RECORD LIST:
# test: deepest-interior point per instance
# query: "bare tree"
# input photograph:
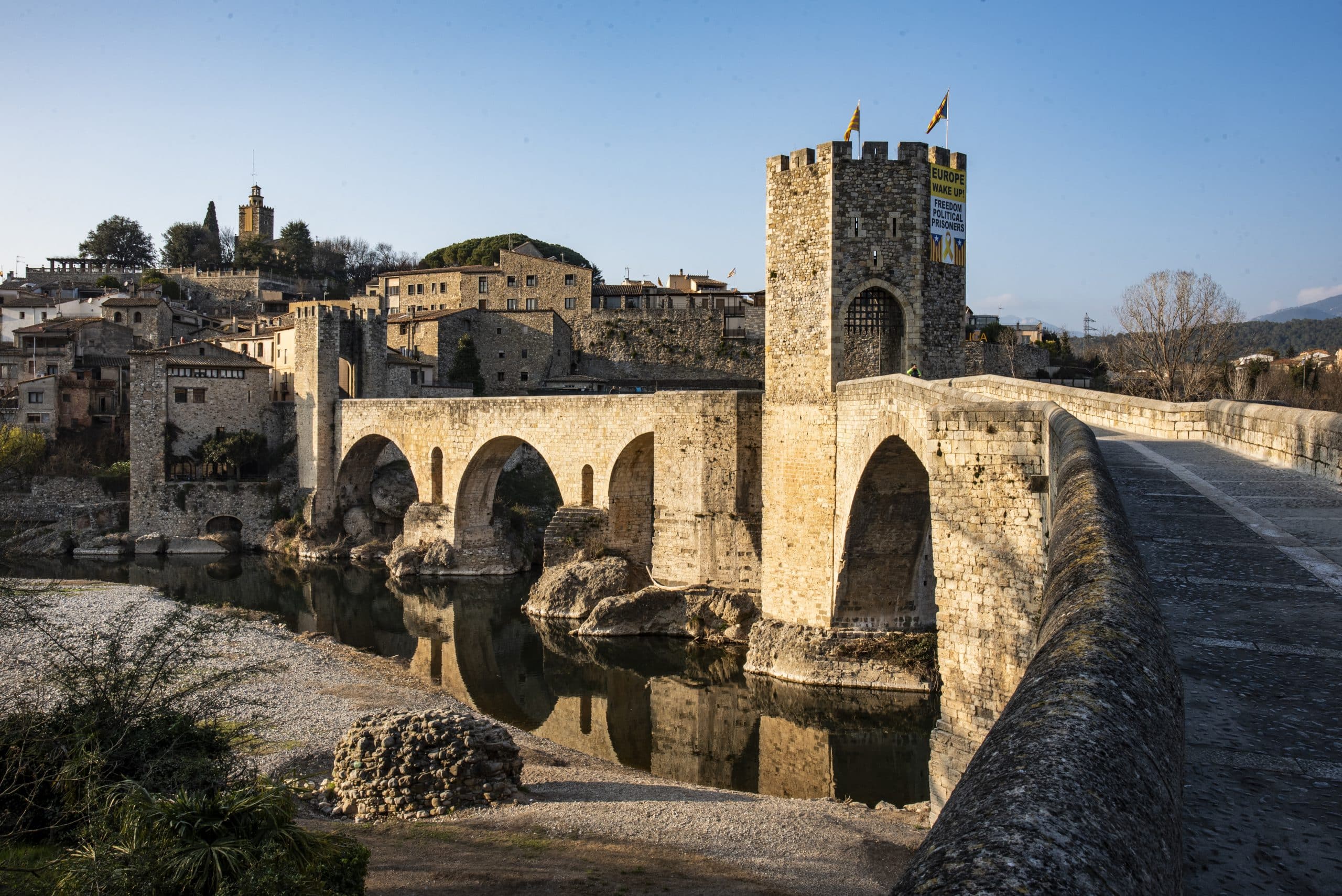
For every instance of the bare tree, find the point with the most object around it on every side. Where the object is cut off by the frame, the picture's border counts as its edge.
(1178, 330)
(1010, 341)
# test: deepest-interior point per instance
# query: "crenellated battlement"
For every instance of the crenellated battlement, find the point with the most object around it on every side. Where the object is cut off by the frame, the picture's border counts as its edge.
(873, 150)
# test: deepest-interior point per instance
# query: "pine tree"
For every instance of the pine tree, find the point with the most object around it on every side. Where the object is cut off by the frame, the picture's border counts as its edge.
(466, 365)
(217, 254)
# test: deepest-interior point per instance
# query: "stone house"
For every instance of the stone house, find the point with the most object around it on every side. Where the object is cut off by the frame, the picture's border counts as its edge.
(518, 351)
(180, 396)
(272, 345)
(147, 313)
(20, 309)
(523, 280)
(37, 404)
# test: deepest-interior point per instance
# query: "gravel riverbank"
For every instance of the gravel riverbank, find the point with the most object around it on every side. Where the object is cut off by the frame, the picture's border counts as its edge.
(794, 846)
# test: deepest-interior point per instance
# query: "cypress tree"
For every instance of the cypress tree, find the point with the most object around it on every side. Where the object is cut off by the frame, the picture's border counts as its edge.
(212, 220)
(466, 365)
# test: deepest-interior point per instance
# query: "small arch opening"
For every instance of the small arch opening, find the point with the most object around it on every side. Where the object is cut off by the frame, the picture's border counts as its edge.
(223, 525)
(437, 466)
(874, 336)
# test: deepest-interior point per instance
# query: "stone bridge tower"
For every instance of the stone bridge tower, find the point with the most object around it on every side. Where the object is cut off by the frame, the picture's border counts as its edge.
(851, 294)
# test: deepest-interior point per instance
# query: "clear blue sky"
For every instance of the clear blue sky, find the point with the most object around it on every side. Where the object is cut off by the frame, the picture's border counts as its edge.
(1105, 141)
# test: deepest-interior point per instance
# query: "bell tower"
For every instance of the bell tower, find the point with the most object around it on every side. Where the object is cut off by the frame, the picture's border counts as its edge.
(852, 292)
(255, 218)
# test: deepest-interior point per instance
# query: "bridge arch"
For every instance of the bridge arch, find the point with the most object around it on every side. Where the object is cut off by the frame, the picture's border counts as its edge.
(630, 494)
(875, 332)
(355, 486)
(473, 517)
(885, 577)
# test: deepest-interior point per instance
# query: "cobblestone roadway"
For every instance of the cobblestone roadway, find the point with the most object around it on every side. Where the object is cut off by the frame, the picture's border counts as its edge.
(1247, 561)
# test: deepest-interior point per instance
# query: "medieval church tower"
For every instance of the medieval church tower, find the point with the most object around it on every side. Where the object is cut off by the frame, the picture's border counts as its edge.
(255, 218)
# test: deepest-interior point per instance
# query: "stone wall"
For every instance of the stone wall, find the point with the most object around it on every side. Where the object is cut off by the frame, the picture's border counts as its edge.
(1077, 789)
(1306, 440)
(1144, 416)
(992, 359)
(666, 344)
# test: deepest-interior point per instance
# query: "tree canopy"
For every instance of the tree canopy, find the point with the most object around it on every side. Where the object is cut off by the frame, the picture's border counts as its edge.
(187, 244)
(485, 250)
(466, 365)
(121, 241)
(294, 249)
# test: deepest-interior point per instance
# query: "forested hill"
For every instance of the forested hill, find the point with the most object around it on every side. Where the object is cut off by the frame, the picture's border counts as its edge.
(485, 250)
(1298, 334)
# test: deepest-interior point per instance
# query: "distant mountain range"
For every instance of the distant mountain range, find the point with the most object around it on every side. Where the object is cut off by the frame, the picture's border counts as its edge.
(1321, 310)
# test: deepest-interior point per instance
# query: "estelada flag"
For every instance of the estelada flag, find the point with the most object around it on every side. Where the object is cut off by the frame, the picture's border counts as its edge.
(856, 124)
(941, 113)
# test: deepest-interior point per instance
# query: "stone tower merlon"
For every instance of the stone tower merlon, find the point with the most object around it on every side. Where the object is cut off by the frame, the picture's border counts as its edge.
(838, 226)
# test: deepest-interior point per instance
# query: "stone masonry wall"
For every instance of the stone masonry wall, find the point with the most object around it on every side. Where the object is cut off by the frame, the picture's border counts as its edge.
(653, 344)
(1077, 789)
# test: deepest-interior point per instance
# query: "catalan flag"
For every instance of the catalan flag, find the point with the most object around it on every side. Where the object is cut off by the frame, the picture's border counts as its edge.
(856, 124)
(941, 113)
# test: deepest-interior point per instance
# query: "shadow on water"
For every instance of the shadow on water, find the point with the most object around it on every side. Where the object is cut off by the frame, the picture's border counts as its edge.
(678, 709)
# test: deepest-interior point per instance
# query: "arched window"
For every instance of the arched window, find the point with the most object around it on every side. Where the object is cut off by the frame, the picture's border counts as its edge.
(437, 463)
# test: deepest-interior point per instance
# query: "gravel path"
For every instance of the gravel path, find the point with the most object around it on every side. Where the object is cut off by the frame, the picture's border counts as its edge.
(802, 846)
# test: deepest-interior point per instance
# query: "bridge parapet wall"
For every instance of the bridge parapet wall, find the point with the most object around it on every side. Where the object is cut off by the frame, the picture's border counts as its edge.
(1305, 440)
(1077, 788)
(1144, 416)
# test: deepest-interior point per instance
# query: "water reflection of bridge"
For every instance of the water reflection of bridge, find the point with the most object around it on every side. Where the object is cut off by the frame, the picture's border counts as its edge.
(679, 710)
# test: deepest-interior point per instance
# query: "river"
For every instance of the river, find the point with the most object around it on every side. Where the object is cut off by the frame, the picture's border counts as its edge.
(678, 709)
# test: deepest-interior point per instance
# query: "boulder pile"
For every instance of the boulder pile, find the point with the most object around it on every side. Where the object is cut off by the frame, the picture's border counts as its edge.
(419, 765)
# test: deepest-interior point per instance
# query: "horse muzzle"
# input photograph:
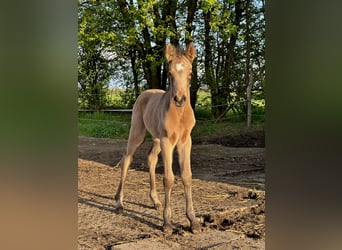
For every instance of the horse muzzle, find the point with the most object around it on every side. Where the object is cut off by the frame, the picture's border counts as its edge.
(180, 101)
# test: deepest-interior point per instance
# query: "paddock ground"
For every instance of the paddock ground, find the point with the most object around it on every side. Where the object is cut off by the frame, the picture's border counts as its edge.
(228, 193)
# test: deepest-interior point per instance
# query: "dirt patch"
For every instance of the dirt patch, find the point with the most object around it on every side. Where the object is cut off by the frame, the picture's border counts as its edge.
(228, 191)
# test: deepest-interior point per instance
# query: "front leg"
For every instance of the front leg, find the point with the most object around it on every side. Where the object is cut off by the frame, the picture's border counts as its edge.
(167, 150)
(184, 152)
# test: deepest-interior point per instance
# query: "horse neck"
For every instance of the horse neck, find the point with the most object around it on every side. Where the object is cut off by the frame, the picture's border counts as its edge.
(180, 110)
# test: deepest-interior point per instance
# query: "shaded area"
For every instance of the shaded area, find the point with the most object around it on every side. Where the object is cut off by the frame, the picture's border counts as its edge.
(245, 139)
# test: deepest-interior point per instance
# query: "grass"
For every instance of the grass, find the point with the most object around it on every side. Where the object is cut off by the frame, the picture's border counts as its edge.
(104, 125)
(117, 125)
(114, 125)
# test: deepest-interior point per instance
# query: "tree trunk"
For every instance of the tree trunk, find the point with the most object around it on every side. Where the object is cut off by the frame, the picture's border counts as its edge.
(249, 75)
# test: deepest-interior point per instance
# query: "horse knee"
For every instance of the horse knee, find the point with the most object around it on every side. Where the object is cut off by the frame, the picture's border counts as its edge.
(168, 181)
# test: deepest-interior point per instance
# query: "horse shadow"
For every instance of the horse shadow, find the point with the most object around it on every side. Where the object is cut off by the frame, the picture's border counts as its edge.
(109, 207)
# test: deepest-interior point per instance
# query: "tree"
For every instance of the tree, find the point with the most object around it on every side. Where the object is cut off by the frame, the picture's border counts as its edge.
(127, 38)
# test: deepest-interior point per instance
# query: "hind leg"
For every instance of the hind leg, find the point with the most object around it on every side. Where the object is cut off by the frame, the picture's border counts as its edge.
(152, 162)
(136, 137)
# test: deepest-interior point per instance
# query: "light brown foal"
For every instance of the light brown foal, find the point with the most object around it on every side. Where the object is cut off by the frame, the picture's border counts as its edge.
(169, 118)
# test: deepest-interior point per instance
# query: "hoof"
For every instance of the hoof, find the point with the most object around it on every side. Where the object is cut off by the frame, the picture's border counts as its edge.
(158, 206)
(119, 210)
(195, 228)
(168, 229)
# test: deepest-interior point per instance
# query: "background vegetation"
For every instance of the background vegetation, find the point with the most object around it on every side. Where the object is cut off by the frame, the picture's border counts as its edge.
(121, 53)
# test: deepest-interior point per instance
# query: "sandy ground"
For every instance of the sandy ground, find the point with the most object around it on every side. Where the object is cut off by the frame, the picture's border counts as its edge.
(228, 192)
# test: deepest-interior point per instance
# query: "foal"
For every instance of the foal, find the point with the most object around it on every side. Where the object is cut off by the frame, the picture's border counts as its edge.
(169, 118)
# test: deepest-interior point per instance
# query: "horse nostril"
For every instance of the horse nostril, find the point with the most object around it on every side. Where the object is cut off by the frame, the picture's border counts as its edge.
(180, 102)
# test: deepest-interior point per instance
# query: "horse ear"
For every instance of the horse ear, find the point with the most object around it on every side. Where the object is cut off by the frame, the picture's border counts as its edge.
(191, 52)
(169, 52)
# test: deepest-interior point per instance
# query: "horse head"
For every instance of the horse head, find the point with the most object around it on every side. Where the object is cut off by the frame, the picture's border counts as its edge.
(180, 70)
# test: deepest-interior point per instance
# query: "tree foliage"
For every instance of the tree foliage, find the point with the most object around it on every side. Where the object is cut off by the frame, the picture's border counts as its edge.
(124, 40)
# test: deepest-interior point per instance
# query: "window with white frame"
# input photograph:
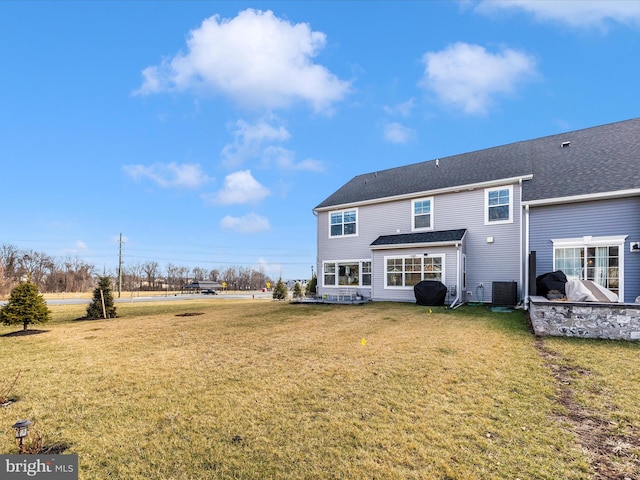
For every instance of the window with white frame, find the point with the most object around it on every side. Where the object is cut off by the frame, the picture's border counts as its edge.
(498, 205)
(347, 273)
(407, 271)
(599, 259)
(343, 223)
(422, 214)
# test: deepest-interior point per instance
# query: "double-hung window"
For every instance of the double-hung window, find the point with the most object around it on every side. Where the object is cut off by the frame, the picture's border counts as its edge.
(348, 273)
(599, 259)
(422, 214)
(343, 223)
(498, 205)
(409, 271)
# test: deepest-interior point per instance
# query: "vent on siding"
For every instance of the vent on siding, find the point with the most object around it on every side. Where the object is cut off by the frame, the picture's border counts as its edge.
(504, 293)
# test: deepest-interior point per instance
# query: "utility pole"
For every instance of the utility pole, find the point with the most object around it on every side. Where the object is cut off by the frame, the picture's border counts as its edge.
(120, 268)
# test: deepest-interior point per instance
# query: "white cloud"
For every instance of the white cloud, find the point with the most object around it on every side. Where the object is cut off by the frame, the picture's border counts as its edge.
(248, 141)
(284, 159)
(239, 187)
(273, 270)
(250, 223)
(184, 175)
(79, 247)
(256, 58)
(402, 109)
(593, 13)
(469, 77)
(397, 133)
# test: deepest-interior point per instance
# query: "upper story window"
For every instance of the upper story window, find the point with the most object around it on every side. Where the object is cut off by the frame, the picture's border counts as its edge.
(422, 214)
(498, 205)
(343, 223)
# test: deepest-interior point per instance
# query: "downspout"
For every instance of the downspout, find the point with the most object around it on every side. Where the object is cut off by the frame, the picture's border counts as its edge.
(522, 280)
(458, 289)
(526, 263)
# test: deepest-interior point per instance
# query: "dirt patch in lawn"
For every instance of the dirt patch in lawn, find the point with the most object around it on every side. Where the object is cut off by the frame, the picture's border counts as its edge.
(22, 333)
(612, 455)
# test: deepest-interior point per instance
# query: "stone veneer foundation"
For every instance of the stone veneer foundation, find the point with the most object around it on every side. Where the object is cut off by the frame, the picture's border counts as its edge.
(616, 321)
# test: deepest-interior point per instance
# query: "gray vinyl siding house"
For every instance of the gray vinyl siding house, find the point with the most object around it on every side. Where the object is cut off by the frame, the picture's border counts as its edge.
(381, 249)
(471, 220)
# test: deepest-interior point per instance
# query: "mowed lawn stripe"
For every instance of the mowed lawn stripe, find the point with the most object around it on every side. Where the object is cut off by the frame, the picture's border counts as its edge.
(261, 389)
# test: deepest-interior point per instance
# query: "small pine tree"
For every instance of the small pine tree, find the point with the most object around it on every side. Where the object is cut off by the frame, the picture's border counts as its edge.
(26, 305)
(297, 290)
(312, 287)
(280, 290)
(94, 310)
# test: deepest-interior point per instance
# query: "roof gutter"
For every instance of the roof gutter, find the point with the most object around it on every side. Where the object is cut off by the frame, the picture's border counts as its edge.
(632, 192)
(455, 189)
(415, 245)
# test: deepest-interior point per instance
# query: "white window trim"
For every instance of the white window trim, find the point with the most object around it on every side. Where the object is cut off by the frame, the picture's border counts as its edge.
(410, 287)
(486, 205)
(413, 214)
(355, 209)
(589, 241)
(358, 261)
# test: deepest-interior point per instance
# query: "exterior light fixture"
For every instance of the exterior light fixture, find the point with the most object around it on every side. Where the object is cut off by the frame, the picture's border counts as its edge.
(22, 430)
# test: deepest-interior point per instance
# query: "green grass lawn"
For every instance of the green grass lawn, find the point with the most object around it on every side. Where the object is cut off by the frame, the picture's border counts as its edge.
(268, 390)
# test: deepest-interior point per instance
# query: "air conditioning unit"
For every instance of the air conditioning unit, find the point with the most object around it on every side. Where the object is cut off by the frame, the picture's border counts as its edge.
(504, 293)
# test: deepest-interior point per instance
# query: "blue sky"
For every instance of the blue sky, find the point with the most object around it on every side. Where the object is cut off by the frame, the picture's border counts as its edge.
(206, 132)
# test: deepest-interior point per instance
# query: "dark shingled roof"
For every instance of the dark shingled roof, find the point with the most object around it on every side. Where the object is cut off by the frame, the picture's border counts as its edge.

EXERCISE REQUIREMENTS:
Pull out everything in the listing above, from its very first line down to and including the line that contains "(1010, 341)", reproducing each line verbatim. Omit any pictures from your answer.

ANSWER FOR THIS EXERCISE:
# test: deepest-interior point per instance
# query: "bare tree"
# input photograph:
For every instance of the bare tree, find the point with the most object around it on every side. Where the object is cut off by the frame, the picture's border counts as its edge.
(1178, 330)
(1010, 341)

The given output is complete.